[EXERCISE] All lines from the one with "Query: ceiling light" through the last line of the data below should be copied exactly; please add nothing.
================
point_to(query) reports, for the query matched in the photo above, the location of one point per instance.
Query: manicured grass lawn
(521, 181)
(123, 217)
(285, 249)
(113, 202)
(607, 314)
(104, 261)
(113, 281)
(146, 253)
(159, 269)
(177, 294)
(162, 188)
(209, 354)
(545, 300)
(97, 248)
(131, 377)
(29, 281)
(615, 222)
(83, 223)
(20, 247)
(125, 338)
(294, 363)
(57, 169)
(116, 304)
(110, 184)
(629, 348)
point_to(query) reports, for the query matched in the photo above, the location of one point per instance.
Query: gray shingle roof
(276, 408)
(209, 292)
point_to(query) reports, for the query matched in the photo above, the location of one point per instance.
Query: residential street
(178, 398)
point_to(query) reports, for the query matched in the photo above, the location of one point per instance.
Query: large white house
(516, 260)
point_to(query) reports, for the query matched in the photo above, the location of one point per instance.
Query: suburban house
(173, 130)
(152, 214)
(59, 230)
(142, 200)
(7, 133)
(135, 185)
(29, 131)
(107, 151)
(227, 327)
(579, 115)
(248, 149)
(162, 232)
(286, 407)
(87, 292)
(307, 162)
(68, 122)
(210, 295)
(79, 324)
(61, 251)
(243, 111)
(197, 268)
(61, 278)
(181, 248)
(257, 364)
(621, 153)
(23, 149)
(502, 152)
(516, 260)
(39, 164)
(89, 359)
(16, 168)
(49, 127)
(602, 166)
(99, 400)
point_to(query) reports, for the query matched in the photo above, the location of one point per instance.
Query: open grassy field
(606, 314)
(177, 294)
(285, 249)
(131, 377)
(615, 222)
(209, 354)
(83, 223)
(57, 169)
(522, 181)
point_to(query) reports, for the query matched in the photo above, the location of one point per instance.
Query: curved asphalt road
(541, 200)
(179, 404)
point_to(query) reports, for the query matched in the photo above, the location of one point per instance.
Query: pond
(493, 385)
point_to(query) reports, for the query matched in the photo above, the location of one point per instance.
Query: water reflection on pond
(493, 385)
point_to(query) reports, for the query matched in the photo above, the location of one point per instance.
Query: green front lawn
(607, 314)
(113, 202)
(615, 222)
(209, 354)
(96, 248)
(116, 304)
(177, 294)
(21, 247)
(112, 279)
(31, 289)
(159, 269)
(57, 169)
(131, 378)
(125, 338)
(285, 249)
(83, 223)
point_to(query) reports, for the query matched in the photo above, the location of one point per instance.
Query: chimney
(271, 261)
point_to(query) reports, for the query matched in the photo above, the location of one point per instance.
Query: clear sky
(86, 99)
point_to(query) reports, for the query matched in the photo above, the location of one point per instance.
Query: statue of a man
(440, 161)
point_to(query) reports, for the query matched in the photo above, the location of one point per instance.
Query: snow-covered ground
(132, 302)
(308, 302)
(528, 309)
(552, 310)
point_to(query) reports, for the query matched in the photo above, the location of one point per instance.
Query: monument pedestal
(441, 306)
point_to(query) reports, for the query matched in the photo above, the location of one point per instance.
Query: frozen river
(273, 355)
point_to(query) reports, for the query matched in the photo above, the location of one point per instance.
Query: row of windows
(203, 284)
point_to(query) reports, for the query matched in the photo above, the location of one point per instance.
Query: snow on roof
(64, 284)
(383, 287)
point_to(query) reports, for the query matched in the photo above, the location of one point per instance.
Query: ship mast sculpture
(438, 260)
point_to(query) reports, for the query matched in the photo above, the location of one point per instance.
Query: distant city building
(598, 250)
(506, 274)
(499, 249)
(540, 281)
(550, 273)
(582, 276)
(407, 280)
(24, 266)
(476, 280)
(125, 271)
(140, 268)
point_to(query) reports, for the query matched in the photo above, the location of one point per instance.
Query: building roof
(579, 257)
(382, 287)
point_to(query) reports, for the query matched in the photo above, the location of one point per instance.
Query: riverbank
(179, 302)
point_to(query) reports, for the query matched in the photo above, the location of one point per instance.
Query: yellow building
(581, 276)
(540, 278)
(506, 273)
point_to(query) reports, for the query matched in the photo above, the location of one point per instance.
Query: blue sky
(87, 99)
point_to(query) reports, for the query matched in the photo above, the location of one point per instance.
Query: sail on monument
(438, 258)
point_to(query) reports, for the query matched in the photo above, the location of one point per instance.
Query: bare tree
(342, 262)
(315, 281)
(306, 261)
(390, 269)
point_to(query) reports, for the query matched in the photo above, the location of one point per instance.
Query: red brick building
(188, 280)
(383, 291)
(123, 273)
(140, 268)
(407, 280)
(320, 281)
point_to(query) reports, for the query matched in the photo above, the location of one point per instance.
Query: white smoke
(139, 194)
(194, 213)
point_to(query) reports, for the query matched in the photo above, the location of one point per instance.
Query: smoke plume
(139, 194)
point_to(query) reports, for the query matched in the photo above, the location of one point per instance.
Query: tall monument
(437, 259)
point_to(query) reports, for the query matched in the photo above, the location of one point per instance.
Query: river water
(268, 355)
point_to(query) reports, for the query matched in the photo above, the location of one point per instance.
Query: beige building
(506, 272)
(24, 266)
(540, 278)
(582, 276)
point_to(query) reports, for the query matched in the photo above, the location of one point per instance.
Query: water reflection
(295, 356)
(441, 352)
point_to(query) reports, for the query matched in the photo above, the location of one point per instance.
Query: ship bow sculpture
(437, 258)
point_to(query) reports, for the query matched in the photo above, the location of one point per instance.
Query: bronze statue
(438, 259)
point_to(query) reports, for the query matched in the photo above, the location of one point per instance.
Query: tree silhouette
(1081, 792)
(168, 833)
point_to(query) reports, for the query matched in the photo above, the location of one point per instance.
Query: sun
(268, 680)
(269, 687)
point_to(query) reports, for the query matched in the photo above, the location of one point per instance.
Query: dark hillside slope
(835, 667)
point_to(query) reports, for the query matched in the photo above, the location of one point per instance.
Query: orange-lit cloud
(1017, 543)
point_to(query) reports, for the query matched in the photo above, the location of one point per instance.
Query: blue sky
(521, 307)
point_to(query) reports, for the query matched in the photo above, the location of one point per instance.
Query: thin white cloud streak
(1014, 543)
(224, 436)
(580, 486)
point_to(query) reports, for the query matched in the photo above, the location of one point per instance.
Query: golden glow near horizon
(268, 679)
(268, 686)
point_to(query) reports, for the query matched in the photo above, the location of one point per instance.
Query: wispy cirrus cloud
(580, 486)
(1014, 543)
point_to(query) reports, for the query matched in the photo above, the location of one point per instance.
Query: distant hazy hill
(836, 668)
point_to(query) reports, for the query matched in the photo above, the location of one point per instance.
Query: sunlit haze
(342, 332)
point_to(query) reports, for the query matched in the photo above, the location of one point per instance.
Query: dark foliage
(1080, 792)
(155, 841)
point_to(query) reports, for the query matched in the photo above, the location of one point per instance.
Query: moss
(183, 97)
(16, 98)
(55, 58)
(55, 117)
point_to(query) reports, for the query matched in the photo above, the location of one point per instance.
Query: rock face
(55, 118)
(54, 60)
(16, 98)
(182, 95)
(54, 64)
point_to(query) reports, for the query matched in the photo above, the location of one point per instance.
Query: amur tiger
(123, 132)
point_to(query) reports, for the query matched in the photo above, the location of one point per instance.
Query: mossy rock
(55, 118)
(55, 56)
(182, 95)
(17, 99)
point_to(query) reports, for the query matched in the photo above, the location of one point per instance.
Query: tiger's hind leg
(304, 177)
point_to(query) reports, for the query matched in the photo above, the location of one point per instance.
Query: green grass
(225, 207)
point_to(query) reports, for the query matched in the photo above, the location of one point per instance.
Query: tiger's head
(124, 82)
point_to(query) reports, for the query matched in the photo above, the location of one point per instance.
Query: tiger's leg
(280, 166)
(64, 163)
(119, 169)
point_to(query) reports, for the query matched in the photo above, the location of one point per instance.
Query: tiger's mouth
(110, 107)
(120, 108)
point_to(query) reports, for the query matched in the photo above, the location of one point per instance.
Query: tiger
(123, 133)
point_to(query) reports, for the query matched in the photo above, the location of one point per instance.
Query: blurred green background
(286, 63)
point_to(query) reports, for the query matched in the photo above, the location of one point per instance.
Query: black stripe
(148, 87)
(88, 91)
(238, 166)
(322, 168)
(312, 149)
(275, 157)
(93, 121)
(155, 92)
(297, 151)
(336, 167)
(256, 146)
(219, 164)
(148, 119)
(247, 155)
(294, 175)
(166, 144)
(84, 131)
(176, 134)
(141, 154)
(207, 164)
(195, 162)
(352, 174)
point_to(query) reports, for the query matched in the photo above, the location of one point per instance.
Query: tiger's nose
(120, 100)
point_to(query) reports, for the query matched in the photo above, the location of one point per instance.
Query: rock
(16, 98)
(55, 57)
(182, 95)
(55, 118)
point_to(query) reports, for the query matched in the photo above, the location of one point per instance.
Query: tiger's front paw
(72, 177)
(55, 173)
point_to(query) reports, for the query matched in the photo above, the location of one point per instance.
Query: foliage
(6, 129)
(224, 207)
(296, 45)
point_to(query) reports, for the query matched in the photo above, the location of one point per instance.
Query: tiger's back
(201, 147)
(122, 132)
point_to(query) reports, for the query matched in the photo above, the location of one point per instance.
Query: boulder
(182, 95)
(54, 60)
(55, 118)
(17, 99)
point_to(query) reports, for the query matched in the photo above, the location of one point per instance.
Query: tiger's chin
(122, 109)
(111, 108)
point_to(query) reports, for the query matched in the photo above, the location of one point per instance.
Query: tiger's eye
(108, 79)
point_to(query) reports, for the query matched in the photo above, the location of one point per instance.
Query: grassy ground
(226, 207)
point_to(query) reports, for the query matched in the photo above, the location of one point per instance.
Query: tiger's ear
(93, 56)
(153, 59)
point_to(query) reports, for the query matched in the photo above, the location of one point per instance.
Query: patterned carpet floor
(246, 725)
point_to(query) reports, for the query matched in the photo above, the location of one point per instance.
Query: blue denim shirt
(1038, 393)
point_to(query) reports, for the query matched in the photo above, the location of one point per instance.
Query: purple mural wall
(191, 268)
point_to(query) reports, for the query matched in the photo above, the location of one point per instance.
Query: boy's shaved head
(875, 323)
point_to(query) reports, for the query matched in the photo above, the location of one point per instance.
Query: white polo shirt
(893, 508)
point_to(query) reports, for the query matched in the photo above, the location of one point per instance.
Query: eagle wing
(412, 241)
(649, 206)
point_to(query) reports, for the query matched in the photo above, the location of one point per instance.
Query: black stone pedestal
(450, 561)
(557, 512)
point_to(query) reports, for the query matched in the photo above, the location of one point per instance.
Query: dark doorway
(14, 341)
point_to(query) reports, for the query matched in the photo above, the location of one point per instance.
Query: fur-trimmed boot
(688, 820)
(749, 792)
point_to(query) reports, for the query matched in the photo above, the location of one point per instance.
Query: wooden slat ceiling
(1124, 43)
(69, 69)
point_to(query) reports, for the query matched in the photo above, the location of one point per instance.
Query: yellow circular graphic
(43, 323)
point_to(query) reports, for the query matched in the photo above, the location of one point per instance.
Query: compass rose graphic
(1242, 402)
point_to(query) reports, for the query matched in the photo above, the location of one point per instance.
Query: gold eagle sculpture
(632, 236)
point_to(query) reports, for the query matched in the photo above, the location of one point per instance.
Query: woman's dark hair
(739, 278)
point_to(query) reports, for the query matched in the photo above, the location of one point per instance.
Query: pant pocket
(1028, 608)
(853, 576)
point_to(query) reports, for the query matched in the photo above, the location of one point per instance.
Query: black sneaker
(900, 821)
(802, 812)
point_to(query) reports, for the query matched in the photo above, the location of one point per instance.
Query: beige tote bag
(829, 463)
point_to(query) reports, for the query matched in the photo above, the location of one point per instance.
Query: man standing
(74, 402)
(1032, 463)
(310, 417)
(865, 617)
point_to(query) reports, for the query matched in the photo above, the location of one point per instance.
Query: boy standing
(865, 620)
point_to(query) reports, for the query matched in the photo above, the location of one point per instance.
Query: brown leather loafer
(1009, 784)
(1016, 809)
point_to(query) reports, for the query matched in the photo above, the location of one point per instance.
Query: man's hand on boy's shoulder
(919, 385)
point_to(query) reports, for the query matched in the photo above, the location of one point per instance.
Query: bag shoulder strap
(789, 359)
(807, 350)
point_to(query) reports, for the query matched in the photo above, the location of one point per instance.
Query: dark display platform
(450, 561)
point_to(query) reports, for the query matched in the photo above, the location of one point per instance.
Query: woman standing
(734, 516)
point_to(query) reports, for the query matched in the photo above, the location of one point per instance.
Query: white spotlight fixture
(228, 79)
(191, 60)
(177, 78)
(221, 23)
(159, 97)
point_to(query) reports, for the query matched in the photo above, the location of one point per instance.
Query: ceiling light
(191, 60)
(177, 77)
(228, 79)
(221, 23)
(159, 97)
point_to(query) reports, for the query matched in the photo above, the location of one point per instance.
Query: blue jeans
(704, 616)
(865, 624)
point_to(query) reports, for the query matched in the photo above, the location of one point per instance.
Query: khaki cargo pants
================
[RESULT FOR THIS TASK]
Query: ceiling light
(191, 60)
(177, 77)
(228, 79)
(221, 23)
(159, 97)
point_to(query) reports, for the query matched in the photo above, the location of one point per instance.
Query: blue jeans
(704, 616)
(865, 624)
point_to(query) reports, for the query matched in the photo above, the location of one point per instance.
Query: khaki cargo pants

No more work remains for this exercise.